▶ **Exercise**
Give the data below again, word for word.

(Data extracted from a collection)

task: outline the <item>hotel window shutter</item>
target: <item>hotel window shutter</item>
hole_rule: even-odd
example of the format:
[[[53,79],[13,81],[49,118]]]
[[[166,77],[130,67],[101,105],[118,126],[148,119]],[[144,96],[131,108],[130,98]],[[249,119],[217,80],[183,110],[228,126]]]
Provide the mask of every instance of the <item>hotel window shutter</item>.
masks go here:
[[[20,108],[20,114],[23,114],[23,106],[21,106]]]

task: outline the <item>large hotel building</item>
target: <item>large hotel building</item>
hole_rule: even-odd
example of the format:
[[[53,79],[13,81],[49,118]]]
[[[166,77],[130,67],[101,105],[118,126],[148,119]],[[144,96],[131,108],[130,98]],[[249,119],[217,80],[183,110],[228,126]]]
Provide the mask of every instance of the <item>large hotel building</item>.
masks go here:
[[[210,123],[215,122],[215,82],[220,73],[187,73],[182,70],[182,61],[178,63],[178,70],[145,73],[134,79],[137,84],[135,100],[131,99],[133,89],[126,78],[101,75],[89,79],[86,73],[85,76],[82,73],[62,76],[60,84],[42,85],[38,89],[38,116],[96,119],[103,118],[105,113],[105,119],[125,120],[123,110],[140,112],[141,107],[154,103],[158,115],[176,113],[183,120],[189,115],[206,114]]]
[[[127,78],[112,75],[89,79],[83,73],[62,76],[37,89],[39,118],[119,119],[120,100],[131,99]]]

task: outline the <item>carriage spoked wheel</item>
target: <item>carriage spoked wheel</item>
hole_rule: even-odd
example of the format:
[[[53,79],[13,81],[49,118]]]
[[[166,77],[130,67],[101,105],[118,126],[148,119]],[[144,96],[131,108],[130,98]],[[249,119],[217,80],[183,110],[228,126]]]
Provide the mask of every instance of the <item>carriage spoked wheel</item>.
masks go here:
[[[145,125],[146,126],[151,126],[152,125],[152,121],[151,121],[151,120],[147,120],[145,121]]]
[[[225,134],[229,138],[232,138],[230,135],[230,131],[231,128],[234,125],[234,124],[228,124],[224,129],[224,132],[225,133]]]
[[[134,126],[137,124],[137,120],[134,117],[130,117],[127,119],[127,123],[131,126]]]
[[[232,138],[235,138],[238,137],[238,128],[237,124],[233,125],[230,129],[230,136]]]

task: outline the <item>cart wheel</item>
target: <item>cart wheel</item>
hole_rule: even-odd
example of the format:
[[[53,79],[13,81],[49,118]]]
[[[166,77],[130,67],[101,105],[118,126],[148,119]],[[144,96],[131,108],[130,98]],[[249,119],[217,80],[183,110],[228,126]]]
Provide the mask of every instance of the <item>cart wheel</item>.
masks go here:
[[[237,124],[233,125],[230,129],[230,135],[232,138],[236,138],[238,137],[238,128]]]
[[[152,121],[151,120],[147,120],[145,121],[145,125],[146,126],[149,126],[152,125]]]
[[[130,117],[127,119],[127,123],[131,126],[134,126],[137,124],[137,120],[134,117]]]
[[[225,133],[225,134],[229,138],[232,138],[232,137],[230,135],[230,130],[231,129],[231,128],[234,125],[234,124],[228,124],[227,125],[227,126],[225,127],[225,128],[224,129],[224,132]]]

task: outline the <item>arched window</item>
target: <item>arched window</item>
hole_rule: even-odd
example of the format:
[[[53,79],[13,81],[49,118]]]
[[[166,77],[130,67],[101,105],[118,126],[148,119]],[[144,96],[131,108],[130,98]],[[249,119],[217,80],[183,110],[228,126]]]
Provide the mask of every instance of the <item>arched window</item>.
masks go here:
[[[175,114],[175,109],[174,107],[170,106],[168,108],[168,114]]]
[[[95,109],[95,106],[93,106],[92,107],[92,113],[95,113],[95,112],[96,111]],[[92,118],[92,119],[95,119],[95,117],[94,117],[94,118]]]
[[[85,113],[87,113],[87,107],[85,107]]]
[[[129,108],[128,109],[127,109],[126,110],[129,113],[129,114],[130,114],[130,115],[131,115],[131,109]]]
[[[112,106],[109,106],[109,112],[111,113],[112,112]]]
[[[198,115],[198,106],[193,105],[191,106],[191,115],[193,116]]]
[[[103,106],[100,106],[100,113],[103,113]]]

▶ **Finished answer**
task: outline the <item>hotel window shutter</item>
target: <item>hotel window shutter</item>
hole_rule: even-odd
example of the format:
[[[53,79],[13,81],[49,118]]]
[[[166,77],[130,67],[101,105],[118,126],[148,119]],[[144,96],[131,108],[130,98]],[[249,119],[217,80],[183,110],[228,126]]]
Provide the mask of every instance of the <item>hotel window shutter</item>.
masks go here:
[[[20,108],[20,114],[23,114],[23,106],[21,106]]]

task: outline the <item>large hotel building</item>
target: <item>large hotel building</item>
hole_rule: even-odd
example of the format:
[[[53,79],[13,81],[49,118]]]
[[[166,77],[130,67],[101,105],[118,126],[148,119]],[[144,96],[131,108],[130,98]],[[249,119],[217,80],[183,110],[228,126]]]
Provide the mask of every instance of the <item>large hotel building</item>.
masks go here:
[[[210,123],[215,122],[215,82],[220,73],[187,73],[182,70],[182,61],[178,63],[178,70],[145,73],[134,79],[137,84],[135,100],[131,99],[133,89],[126,78],[101,75],[89,79],[86,73],[85,76],[82,73],[62,76],[60,84],[42,85],[38,89],[38,116],[96,119],[103,118],[105,113],[105,119],[125,120],[123,110],[140,112],[141,107],[154,103],[158,115],[176,113],[183,120],[189,115],[206,114]]]
[[[127,78],[112,75],[89,79],[83,73],[62,76],[37,89],[39,118],[119,119],[120,100],[131,99]]]

task: outline the <item>carriage spoked wheel</item>
target: <item>carriage spoked wheel</item>
hole_rule: even-odd
example of the format:
[[[53,79],[13,81],[49,118]]]
[[[166,77],[130,67],[101,105],[118,126],[148,119]],[[144,96],[131,108],[130,98]],[[249,119],[217,80],[183,110],[228,126]]]
Provide the mask of every instance of the <item>carriage spoked wheel</item>.
masks go here:
[[[145,125],[146,126],[151,126],[152,125],[152,121],[151,121],[151,120],[147,120],[145,121]]]
[[[225,134],[229,138],[232,138],[230,135],[230,131],[231,128],[234,125],[234,124],[228,124],[224,129],[224,132],[225,133]]]
[[[134,126],[137,124],[137,120],[134,117],[130,117],[127,119],[127,123],[131,126]]]
[[[232,138],[235,138],[238,137],[238,128],[237,124],[233,125],[230,129],[230,136]]]

task: outline the <item>cart wheel</item>
target: <item>cart wheel</item>
hole_rule: even-odd
example of the format:
[[[53,79],[13,81],[49,118]]]
[[[166,77],[130,67],[101,105],[118,126],[148,119]],[[144,96],[131,108],[130,98]],[[249,119],[217,80],[183,110],[228,126]]]
Provide the mask of every instance of the <item>cart wheel</item>.
masks go here:
[[[237,124],[233,125],[230,129],[230,135],[232,138],[236,138],[238,137],[238,128]]]
[[[152,121],[151,120],[147,120],[145,121],[145,125],[146,126],[149,126],[152,125]]]
[[[130,117],[127,119],[127,123],[131,126],[134,126],[137,124],[137,120],[134,117]]]
[[[225,133],[225,134],[229,138],[232,138],[232,137],[230,135],[230,130],[231,129],[231,128],[234,125],[234,124],[228,124],[227,125],[227,126],[225,127],[225,128],[224,129],[224,132]]]

task: outline the <item>arched window</item>
target: <item>arched window</item>
hole_rule: even-odd
example of the format:
[[[53,79],[13,81],[49,118]]]
[[[166,77],[130,67],[101,105],[118,126],[148,119]],[[144,96],[131,108],[130,98]],[[249,119],[217,80],[183,110],[228,126]]]
Provide the mask of every instance of the <item>arched window</item>.
masks go here:
[[[175,114],[175,109],[174,107],[170,106],[168,108],[168,114]]]
[[[95,109],[95,106],[93,106],[92,107],[92,113],[95,113],[95,112],[96,111]],[[92,118],[92,119],[95,119],[95,117],[94,117],[94,118]]]
[[[85,113],[87,113],[87,107],[85,107]]]
[[[129,108],[128,109],[127,109],[126,110],[129,113],[129,114],[130,114],[130,115],[131,115],[131,109]]]
[[[112,106],[109,106],[109,112],[111,113],[112,112]]]
[[[198,115],[198,106],[193,105],[191,106],[191,115],[193,116]]]
[[[103,106],[100,106],[100,113],[103,113]]]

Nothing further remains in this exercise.